Text segment:
· · · ·

The following sets forth several risk factors that may affect the Corporation's financial condition or results of operations.

Changes in interest rates could reduce our income, cash flows and asset values.
 
Our income and cash flows and the value of our assets depend to a great extent on the difference between the interest rates we earn on interest-earning assets, such as loans and investment securities, and the interest rates we pay on interest-bearing liabilities such as deposits and borrowings.  These rates are highly sensitive to many factors which are beyond our control, including general economic conditions and policies of various governmental and regulatory agencies and, in particular, the Board of Governors of the Federal Reserve System. Changes in monetary policy, including changes in interest rates, will influence not only the interest we receive on our loans and investment securities and the amount of interest we pay on deposits and borrowings but will also affect our ability to originate loans and obtain deposits and the value of our investment portfolio.  If the rate of interest we pay on our deposits and other borrowings increases more than the rate of interest we earn on our loans and other investments, our net interest income, and therefore our earnings, could be adversely affected.  Our earnings also could be adversely affected if the rates on our loans and other investments fall more quickly than those on our deposits and other borrowings.





9


Economic conditions either nationally or locally in areas in which our operations are concentrated may adversely affect our business.

Deterioration in local, regional, national, or global economic conditions could cause us to experience a reduction in deposits and new loans, an increase in the number of borrowers who default on their loans, and a reduction in the value of the collateral securing their loans, all of which could adversely affect our performance and financial condition. Unlike larger banks that are more geographically diversified, we provide banking and financial services locally. Therefore, we are particularly vulnerable to adverse local economic conditions.

Our financial condition and results of operations would be adversely affected if our allowance for loan losses is not sufficient to absorb actual losses or if we are required to increase our allowance.

Despite our underwriting criteria, we may experience loan delinquencies and losses.  In order to absorb losses associated with nonperforming loans, we maintain an allowance for loan losses based on, among other things, historical experience, an evaluation of economic conditions, and regular reviews of delinquencies and loan portfolio quality.  Determination of the allowance inherently involves a high degree of subjectivity and requires us to make significant estimates of current credit risks and future trends, all of which may undergo material changes.  At any time there are likely to be loans in our portfolio that will result in losses but that have not been identified as nonperforming or potential problem credits. We cannot be sure that we will be able to identify deteriorating credits before they become nonperforming assets or that we will be able to limit losses on those loans that are identified. We may be required to increase our allowance for loan losses for any of several reasons.  Federal regulators, in reviewing our loan portfolio as part of a regulatory examination, may request that we increase our allowance for loan losses.  Changes in economic conditions affecting borrowers, new information regarding existing loans, identification of additional problem loans and other factors, both within and outside of our control, may require an increase in our allowance.  In addition, if charge-offs in future periods exceed our allowance for loan losses, we will need additional increases in our allowance for loan losses.  Any increases in our allowance for loan losses will result in a decrease in our net income and, possibly, our capital, and may materially affect our results of operations in the period in which the allowance is increased.

· · · ·

(Entries from a point annotation set)
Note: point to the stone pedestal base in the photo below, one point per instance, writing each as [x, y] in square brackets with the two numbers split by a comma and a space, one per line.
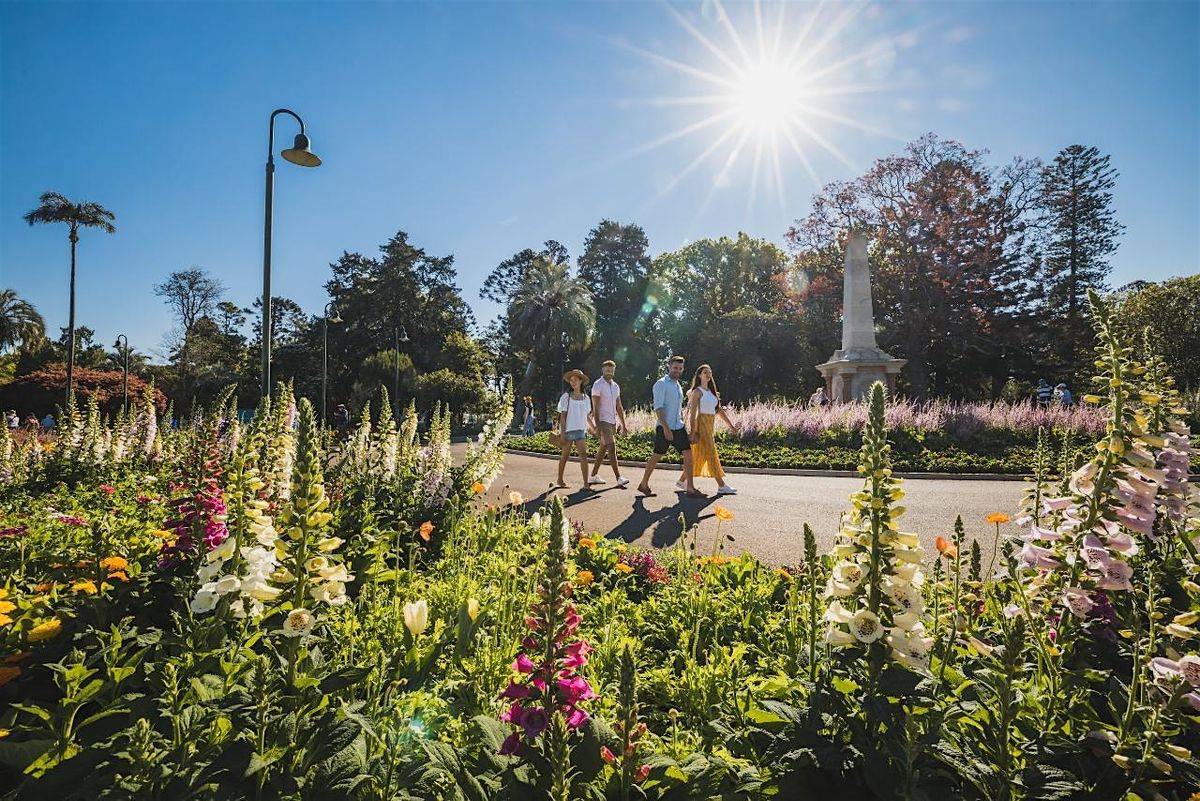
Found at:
[850, 375]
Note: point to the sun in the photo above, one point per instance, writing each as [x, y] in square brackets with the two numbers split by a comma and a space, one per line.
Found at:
[767, 97]
[771, 92]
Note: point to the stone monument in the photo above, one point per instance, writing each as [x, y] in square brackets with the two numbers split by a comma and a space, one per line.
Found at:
[851, 371]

· · · ·

What is asked:
1. Translate this sentence from the risk factors text into Spanish: "Unlike larger banks that are more geographically diversified, we provide banking and financial services locally."
2. Carry on the risk factors text with the next part, beginning after its final sentence.
The data is separate material and does not belong to the risk factors text.

Exercise results:
1. A diferencia de los bancos más grandes que están más diversificados geográficamente, nosotros prestamos servicios bancarios y financieros a nivel local.

2.
Many of our loans are secured, in whole or in part, with real estate collateral which is subject to declines in value.

In addition to considering the financial strength and cash flow characteristics of a borrower, we often secure our loans with real estate collateral. Real estate values and the real estate market are generally affected by, among other things, changes in local, regional or national economic conditions, fluctuations in interest rates and the availability of loans to potential purchasers, changes in tax laws and other governmental statutes, regulations and policies, and acts of nature.  The real estate collateral provides an alternate source of repayment in the event of default by the borrower.  If real estate prices in our markets decline, the value of the real estate collateral securing our loans could be reduced. If we are required to liquidate real estate collateral securing loans during a period of reduced real estate values to satisfy the debt, our earnings and capital could be adversely affected.

Our information systems may experience an interruption or breach in security.
We rely heavily on communications and information systems to conduct our business.  Any failure, interruption or breach in security of these systems could result in failures or disruptions in our customer-relationship management, general ledger, deposit, loan and other systems. While we have policies and procedures designed to prevent or limit the effect of the failure, interruption or security breach of our information systems, there can be no assurance that any such failures, interruptions or security breaches will not occur; or, if they do occur, that they will be adequately addressed. The occurrence of any failures, interruptions or security breaches of our information systems could damage our reputation, result in a loss of customer business, subject us to additional regulatory scrutiny or expose us to civil litigation and possible financial liability; any of which could have a material adverse effect on our financial condition and results of operations.

We face the risk of cyber-attack to our computer systems.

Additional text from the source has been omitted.